======== The input ========
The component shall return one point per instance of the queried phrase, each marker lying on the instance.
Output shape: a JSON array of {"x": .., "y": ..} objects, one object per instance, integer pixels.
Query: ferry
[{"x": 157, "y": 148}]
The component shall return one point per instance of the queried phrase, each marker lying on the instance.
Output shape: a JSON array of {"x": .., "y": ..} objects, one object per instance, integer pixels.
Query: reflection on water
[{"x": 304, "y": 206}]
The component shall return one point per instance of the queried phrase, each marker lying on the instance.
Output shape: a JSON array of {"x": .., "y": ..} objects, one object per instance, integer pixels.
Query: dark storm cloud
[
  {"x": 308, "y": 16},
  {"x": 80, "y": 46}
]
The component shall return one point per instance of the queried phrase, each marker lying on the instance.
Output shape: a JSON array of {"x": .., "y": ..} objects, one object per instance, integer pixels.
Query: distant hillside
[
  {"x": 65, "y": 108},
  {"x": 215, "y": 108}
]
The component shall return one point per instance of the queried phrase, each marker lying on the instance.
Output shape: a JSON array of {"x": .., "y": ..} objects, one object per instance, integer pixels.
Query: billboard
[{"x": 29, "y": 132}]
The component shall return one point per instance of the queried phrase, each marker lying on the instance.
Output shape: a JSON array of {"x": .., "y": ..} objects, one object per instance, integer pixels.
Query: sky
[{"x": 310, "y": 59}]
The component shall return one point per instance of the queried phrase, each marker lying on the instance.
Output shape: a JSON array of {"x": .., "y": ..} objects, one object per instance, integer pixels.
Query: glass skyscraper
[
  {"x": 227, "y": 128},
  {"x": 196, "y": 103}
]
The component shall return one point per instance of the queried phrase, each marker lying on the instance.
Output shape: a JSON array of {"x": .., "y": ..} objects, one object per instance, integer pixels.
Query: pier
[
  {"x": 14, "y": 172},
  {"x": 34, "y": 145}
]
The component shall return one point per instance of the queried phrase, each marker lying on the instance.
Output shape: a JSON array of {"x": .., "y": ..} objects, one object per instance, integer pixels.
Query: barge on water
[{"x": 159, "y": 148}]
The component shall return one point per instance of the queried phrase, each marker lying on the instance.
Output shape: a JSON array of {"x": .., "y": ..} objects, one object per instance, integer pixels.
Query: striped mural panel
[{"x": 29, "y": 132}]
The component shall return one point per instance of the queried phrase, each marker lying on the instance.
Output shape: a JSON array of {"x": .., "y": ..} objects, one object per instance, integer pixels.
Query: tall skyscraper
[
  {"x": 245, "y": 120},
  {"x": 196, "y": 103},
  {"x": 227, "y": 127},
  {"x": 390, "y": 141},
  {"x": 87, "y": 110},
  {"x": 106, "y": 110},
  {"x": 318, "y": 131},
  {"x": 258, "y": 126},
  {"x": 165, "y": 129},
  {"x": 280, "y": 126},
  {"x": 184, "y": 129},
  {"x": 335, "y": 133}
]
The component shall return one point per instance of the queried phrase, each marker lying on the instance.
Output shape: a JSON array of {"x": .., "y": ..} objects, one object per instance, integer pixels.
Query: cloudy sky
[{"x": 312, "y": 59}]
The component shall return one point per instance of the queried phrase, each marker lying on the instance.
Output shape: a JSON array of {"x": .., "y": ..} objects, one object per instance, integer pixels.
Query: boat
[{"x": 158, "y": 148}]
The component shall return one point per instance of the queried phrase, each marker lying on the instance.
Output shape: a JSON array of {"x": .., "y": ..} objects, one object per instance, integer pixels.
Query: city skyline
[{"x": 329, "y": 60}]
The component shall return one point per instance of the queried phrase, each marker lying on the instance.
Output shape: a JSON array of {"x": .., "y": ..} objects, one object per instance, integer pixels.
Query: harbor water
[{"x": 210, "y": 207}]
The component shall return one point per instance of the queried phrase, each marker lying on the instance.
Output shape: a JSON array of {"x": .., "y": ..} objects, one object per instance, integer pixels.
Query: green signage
========
What is needed. Transcribe all of the lines in the records precisely.

Complete output.
The component shall return one point per instance of the queried phrase, each marker lying on the instance.
Output shape: a JSON array of {"x": .., "y": ..} objects, one object per instance, integer pixels.
Query: ferry
[{"x": 157, "y": 148}]
The component shall return one point per instance of the queried phrase, each marker lying on the instance.
Output shape: a JSON array of {"x": .., "y": ..} objects, one object per instance, integer pixels.
Query: reflection on water
[{"x": 304, "y": 206}]
The component shall return one point per instance of the queried phrase, each marker lying on the instance.
Output shape: a JSON array of {"x": .., "y": ..} objects, one object per instance, integer pixels.
Query: dark storm cloud
[
  {"x": 308, "y": 16},
  {"x": 80, "y": 46}
]
The component shall return one point per instance of the queried phrase, each marker lying on the instance.
Output shape: a JSON array of {"x": .., "y": ..} objects, one object per instance, integer pixels.
Query: distant hillside
[
  {"x": 65, "y": 108},
  {"x": 215, "y": 108}
]
The component shall return one point per instance of the queried phrase, each marker lying on the instance.
Output shape: a JSON array of {"x": .., "y": ..} objects, one object per instance, integer pixels.
Query: billboard
[{"x": 29, "y": 132}]
The component shall return one point per instance of the queried phrase, each marker lying on the instance.
Output shape: a JSON array of {"x": .., "y": ..} objects, one object per instance, integer pixels.
Query: sky
[{"x": 310, "y": 59}]
The component shall return one point per instance of the queried phrase, each marker lying on the instance.
Output shape: a JSON array of {"x": .., "y": ..} objects, one object per instance, integer pixels.
Query: glass skyscraper
[
  {"x": 227, "y": 128},
  {"x": 196, "y": 103}
]
The component shall return one point per instance of the queried phrase, each marker lying on the instance.
Output shape: a JSON array of {"x": .., "y": ..} objects, one object per instance, integer pixels.
Query: pier
[
  {"x": 14, "y": 172},
  {"x": 34, "y": 145}
]
The component shall return one point per instance of the queried phrase, each marker lying on the instance.
Output shape: a JSON array of {"x": .., "y": ..} objects, one object per instance, integer pixels.
Query: barge on water
[{"x": 159, "y": 148}]
The component shall return one point per instance of the queried phrase, each marker lying on the instance.
Output shape: a JSON array of {"x": .., "y": ..} objects, one object per instance, integer pixels.
Query: striped mural panel
[{"x": 29, "y": 132}]
The component shall return one point per instance of the queried phrase, each marker lying on the instance.
Output shape: a JSON array of {"x": .., "y": ..} objects, one object per instance, integer pixels.
Query: tall skyscraper
[
  {"x": 245, "y": 120},
  {"x": 196, "y": 103},
  {"x": 227, "y": 127},
  {"x": 390, "y": 141},
  {"x": 87, "y": 110},
  {"x": 106, "y": 110},
  {"x": 318, "y": 131},
  {"x": 258, "y": 126},
  {"x": 165, "y": 129},
  {"x": 280, "y": 126},
  {"x": 184, "y": 129},
  {"x": 335, "y": 133}
]
The component shall return one point per instance of the queried phrase, each marker lying on the instance.
Output shape: a JSON array of {"x": .., "y": ..} objects, one object per instance, integer pixels.
Query: cloudy sky
[{"x": 312, "y": 59}]
The component shall return one point per instance of the queried phrase, each marker lying on the instance.
Output shape: a JSON array of {"x": .., "y": ..} objects, one object per instance, integer pixels.
Query: boat
[{"x": 158, "y": 148}]
The component shall return one point per instance of the queried phrase, each marker lying on the instance.
Output shape: a JSON array of {"x": .., "y": ..} objects, one object per instance, integer pixels.
Query: city skyline
[{"x": 329, "y": 60}]
The component shall return one point per instance of the queried phrase, each marker lying on the instance.
Output shape: a JSON array of {"x": .., "y": ..} objects, one object per instance, integer pixels.
Query: harbor water
[{"x": 210, "y": 207}]
The component shall return one point per instance of the queried phrase, each marker lying on the instance.
Output shape: a JSON array of {"x": .., "y": ..} objects, one object per instance, integer pixels.
Query: green signage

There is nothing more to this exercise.